### Work to be completed
Copy the learning principles text below word for word, from its title through the end of principle 8.

### Text section
====
25 Principles of Effective and Efficient Learning

Take advantage of what has been discovered about how we all learn to improve yourself and your grades.

1. Ideas that are connected need to be studied together (contiguously) in space and time. If one concept refers to another concept, study them together. (Education term: Contiguity Effects.)

2. Concepts benefit from being grounded in actual experiences, particularly at early stages of learning. Visualize a picture of the concept, observe how it functions over time, and think about manipulating its parts and aspects. If you can do this physically, it will be that much stronger. (Education term: Perceptual-Motor Grounding.)

3. Materials studied in multiple ways (verbal, visual, and multimedia) form richer representations in your brain and are easier to recall than just one form of media. Use all the ways that you can find. (Education term: Dual Code and Multimedia Effects.)

4. Testing enhances your recall and slows your forgetting when aligned with important content. Do the self-tests at the end of each chapter and practise with any supplemental tests given to you by your instructor. (Education term: Testing Effect.)

5. Studying materials and self-testing over a number of sessions (spaced schedules) produces better long-term retention than a single study session or test. Schedule your study time in small chunks of 30 minutes to an hour with a break of at least 15 minutes between. (Education term: Spacing Effect.)

6. You keep materials more accessible in memory when you are aware that you will need it later, such as when you expect a final exam on what you are studying or can see how it will be applied in another course or activity. (Education term: Exam Expectations.)

7. Learning is strengthened when you produce answers compared to only recognizing answers. Use the Cornell Method in your note taking and particularly focus on Step 3: Recite, which asks you to recall and expand information using only your summary notes. (Education term: Generation Effect.)

8. Get organized by outlining, integrating, and synthesizing information that has you actively engaged with the material to-be-learned. This leads to better understanding and long-term retention. When you are only re-reading materials your learning is much lower. (Education term: Organization Effects.)
====
[Raw records]
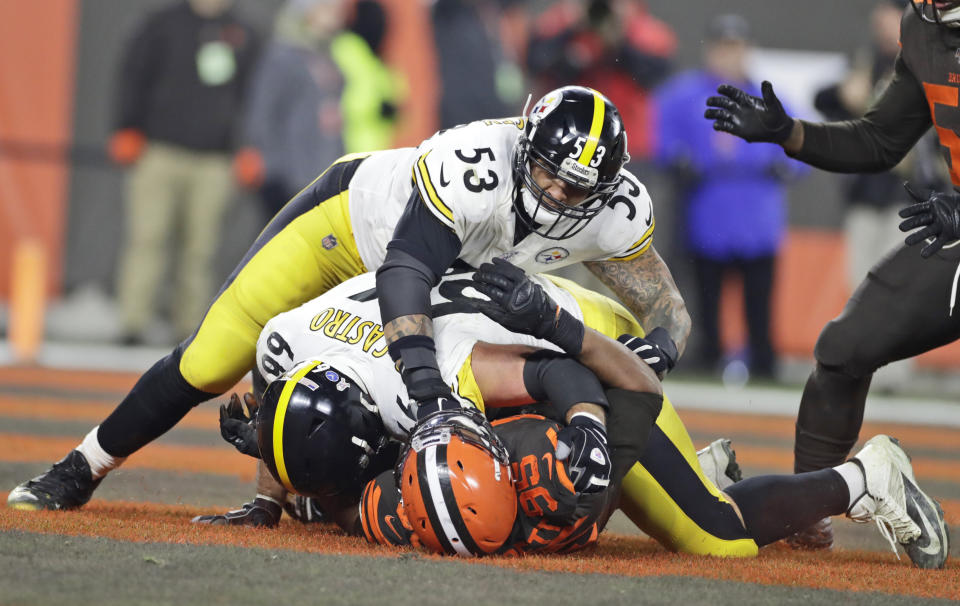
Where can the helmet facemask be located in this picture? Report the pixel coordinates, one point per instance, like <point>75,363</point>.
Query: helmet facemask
<point>456,485</point>
<point>574,134</point>
<point>946,14</point>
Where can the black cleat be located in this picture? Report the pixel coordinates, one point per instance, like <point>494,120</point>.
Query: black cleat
<point>67,485</point>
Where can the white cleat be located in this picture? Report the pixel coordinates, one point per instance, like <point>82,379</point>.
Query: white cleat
<point>903,513</point>
<point>719,463</point>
====
### Answer to this problem
25 Principles of Effective and Efficient Learning

Take advantage of what has been discovered about how we all learn to improve yourself and your grades.

1. Ideas that are connected need to be studied together (contiguously) in space and time. If one concept refers to another concept, study them together. (Education term: Contiguity Effects.)

2. Concepts benefit from being grounded in actual experiences, particularly at early stages of learning. Visualize a picture of the concept, observe how it functions over time, and think about manipulating its parts and aspects. If you can do this physically, it will be that much stronger. (Education term: Perceptual-Motor Grounding.)

3. Materials studied in multiple ways (verbal, visual, and multimedia) form richer representations in your brain and are easier to recall than just one form of media. Use all the ways that you can find. (Education term: Dual Code and Multimedia Effects.)

4. Testing enhances your recall and slows your forgetting when aligned with important content. Do the self-tests at the end of each chapter and practise with any supplemental tests given to you by your instructor. (Education term: Testing Effect.)

5. Studying materials and self-testing over a number of sessions (spaced schedules) produces better long-term retention than a single study session or test. Schedule your study time in small chunks of 30 minutes to an hour with a break of at least 15 minutes between. (Education term: Spacing Effect.)

6. You keep materials more accessible in memory when you are aware that you will need it later, such as when you expect a final exam on what you are studying or can see how it will be applied in another course or activity. (Education term: Exam Expectations.)

7. Learning is strengthened when you produce answers compared to only recognizing answers. Use the Cornell Method in your note taking and particularly focus on Step 3: Recite, which asks you to recall and expand information using only your summary notes. (Education term: Generation Effect.)

8. Get organized by outlining, integrating, and synthesizing information that has you actively engaged with the material to-be-learned. This leads to better understanding and long-term retention. When you are only re-reading materials your learning is much lower. (Education term: Organization Effects.)